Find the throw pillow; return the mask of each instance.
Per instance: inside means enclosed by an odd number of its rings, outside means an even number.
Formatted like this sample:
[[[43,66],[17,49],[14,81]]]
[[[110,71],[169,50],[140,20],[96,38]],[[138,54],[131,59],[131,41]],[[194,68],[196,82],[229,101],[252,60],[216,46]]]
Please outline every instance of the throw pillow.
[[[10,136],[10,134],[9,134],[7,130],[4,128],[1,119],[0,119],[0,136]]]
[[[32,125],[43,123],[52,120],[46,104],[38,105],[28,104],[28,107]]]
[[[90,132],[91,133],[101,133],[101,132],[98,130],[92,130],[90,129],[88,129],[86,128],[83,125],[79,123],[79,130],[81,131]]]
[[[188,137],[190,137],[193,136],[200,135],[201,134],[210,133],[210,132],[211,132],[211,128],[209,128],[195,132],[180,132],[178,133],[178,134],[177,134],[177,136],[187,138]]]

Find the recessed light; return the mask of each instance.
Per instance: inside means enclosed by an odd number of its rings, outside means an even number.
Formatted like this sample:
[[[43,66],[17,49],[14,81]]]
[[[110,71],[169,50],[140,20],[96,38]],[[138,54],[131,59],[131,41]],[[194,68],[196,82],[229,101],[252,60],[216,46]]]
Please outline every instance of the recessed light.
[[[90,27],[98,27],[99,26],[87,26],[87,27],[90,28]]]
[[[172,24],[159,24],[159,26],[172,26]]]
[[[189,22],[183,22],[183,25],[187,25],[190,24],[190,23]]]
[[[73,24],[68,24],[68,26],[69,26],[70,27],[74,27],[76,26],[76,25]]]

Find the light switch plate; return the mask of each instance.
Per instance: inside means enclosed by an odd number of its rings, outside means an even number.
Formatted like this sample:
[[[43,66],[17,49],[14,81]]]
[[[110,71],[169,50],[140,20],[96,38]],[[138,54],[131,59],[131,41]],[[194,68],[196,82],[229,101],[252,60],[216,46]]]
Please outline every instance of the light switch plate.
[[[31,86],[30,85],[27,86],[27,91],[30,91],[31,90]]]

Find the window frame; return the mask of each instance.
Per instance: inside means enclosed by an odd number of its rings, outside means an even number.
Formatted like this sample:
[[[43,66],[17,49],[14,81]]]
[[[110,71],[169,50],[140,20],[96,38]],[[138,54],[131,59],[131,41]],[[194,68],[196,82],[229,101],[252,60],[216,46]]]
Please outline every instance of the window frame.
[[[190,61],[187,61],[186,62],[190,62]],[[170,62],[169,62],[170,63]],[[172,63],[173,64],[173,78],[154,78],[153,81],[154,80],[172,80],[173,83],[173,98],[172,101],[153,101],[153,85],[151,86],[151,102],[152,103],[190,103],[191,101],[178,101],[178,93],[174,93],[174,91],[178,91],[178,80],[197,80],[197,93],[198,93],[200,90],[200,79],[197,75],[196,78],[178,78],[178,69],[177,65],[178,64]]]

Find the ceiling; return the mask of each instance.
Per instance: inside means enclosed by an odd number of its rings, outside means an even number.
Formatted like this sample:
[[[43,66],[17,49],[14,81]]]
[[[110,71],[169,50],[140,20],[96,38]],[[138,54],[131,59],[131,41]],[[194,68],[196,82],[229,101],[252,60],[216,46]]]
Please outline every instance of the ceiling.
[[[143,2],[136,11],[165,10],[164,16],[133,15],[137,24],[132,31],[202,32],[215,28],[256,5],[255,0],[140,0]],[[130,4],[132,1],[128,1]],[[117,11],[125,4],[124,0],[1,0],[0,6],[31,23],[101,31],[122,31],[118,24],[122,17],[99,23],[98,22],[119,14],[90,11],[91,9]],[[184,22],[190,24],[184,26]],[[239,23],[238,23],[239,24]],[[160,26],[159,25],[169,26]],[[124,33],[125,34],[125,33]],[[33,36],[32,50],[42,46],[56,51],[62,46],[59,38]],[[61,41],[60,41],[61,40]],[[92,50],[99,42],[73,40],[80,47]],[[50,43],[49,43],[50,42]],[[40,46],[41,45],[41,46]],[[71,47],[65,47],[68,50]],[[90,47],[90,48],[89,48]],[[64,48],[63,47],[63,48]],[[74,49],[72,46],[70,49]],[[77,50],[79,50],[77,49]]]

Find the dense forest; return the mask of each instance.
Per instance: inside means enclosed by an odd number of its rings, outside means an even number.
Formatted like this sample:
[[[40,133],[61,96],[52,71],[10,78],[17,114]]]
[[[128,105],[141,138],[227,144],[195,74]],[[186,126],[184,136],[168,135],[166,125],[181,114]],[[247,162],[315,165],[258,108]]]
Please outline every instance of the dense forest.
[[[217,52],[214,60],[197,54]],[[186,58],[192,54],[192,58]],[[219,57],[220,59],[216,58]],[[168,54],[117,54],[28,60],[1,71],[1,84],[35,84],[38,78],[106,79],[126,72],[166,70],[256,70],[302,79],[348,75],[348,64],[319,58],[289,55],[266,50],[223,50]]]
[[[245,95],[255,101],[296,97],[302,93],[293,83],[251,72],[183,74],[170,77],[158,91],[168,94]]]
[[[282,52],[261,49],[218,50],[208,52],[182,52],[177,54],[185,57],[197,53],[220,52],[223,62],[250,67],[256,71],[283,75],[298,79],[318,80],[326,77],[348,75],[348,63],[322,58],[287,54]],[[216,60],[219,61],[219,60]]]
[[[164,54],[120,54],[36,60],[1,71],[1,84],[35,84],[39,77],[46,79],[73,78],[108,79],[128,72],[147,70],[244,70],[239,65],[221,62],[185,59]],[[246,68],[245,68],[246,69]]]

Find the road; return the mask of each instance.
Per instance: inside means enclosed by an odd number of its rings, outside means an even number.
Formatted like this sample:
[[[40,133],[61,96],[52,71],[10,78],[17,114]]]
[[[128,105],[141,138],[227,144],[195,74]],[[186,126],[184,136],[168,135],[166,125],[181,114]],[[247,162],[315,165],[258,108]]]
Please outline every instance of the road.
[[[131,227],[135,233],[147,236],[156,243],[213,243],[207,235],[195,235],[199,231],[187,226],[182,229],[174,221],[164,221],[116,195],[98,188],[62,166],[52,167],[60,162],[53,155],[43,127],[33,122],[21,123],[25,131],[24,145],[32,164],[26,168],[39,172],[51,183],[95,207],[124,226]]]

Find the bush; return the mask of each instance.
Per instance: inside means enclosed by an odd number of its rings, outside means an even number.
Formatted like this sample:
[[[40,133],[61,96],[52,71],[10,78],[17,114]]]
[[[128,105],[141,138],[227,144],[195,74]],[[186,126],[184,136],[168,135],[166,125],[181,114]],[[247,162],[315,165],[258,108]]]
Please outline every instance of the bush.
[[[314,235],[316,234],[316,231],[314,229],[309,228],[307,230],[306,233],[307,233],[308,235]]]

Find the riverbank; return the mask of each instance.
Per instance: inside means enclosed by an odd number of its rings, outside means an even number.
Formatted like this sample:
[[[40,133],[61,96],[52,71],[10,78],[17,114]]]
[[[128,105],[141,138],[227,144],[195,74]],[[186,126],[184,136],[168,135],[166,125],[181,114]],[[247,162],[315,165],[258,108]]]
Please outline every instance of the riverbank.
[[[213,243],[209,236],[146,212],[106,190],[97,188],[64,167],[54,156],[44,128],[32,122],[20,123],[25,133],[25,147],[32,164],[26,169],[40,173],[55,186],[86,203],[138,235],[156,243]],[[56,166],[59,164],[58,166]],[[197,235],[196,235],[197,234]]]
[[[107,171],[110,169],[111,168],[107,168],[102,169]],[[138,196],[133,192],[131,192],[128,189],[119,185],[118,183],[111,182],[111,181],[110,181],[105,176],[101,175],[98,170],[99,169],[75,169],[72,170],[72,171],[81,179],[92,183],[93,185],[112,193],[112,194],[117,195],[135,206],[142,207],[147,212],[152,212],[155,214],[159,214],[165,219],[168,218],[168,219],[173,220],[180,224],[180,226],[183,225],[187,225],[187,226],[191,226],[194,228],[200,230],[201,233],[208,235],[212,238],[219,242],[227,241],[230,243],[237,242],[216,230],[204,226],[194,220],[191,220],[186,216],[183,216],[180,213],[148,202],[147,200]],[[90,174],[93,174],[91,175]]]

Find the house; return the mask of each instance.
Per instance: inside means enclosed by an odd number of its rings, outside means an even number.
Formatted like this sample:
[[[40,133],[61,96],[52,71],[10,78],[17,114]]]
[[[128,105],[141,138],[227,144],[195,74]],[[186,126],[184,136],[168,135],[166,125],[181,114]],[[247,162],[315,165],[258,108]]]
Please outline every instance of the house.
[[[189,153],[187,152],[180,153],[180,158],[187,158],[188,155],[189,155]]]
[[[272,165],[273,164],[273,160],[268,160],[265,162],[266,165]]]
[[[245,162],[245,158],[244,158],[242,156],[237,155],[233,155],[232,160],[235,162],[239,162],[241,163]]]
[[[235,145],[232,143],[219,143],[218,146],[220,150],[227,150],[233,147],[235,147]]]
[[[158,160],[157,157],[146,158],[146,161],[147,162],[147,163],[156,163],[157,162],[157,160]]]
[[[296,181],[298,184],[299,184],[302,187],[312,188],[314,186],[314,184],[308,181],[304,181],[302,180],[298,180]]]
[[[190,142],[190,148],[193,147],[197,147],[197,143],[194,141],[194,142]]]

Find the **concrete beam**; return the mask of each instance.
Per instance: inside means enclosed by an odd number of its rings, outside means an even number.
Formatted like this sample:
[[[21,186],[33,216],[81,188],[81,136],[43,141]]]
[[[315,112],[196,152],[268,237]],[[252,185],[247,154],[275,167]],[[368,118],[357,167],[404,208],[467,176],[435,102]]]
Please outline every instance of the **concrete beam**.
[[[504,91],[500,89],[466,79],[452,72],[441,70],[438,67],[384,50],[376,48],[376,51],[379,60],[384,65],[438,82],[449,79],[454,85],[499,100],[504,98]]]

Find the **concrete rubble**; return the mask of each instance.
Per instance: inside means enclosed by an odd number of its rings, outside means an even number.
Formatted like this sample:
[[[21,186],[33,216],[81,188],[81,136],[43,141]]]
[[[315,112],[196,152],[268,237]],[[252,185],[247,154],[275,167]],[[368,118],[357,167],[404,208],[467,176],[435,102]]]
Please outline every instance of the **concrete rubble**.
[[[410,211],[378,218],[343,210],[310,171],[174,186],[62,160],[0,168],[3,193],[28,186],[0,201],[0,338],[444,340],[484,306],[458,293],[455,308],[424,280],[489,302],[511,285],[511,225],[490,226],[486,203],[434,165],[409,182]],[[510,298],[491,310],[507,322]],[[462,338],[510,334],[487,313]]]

===============

Reproduce the material from the line with "Find the house;" up to and including the final line, replacing "house" with "building" and leaving everything else unchanged.

ANSWER TO THE PROBLEM -
Find the building; return the mask of each instance.
Per instance: inside means enclosed by an odd number of its rings, outside means an even number.
Formatted like this sample:
[[[40,133],[61,96],[52,71],[10,78],[17,114]]]
[[[128,105],[141,138],[227,144],[195,74]],[[186,126],[184,136],[168,135],[166,125],[181,114]],[[247,162],[315,165],[258,108]]]
Please outline every instance of the building.
[[[189,153],[187,152],[180,153],[180,158],[187,158],[188,155],[189,155]]]
[[[272,165],[273,164],[273,160],[268,160],[265,162],[266,165]]]
[[[245,162],[245,158],[244,158],[242,156],[237,155],[233,155],[232,160],[235,162],[239,162],[241,163]]]
[[[235,145],[232,143],[219,143],[218,146],[220,150],[227,150],[233,147],[235,147]]]
[[[158,160],[157,157],[146,158],[146,161],[147,162],[147,163],[156,163],[157,162],[157,160]]]
[[[296,181],[298,184],[299,184],[302,187],[312,188],[314,186],[314,184],[308,181],[304,181],[302,180],[298,180]]]
[[[190,142],[190,148],[193,147],[197,147],[197,143],[194,141],[194,142]]]

Find the **concrete beam**; return the mask of each instance.
Per instance: inside means enclosed by an odd number of its rings, outside means an even number.
Formatted like this sample:
[[[21,186],[33,216],[81,188],[81,136],[43,141]]]
[[[315,112],[196,152],[268,237]],[[252,185],[247,154],[275,167]],[[368,118],[357,167],[404,208],[467,176],[435,102]]]
Please outline every instance of the **concrete beam**.
[[[504,91],[500,89],[466,79],[452,72],[441,70],[438,67],[384,50],[376,48],[376,51],[379,60],[384,65],[438,82],[449,79],[454,85],[499,100],[504,98]]]

Find the **concrete rubble**; return the mask of each instance.
Per instance: inside means enclosed by an odd number of its rings, outside means an even number.
Formatted like this sample:
[[[21,186],[33,216],[81,188],[81,136],[43,141]]]
[[[315,112],[196,152],[268,237]],[[252,185],[247,154],[275,167]],[[368,118],[357,167],[404,208],[467,176],[435,102]]]
Please outline every instance of the **concrete rubble**.
[[[410,211],[378,218],[343,210],[310,171],[174,186],[62,160],[0,168],[3,193],[28,186],[0,201],[0,338],[444,340],[484,306],[458,293],[455,308],[424,280],[489,302],[511,285],[511,225],[490,226],[486,203],[434,165],[409,182]],[[510,298],[491,310],[507,322]],[[462,338],[510,334],[487,313]]]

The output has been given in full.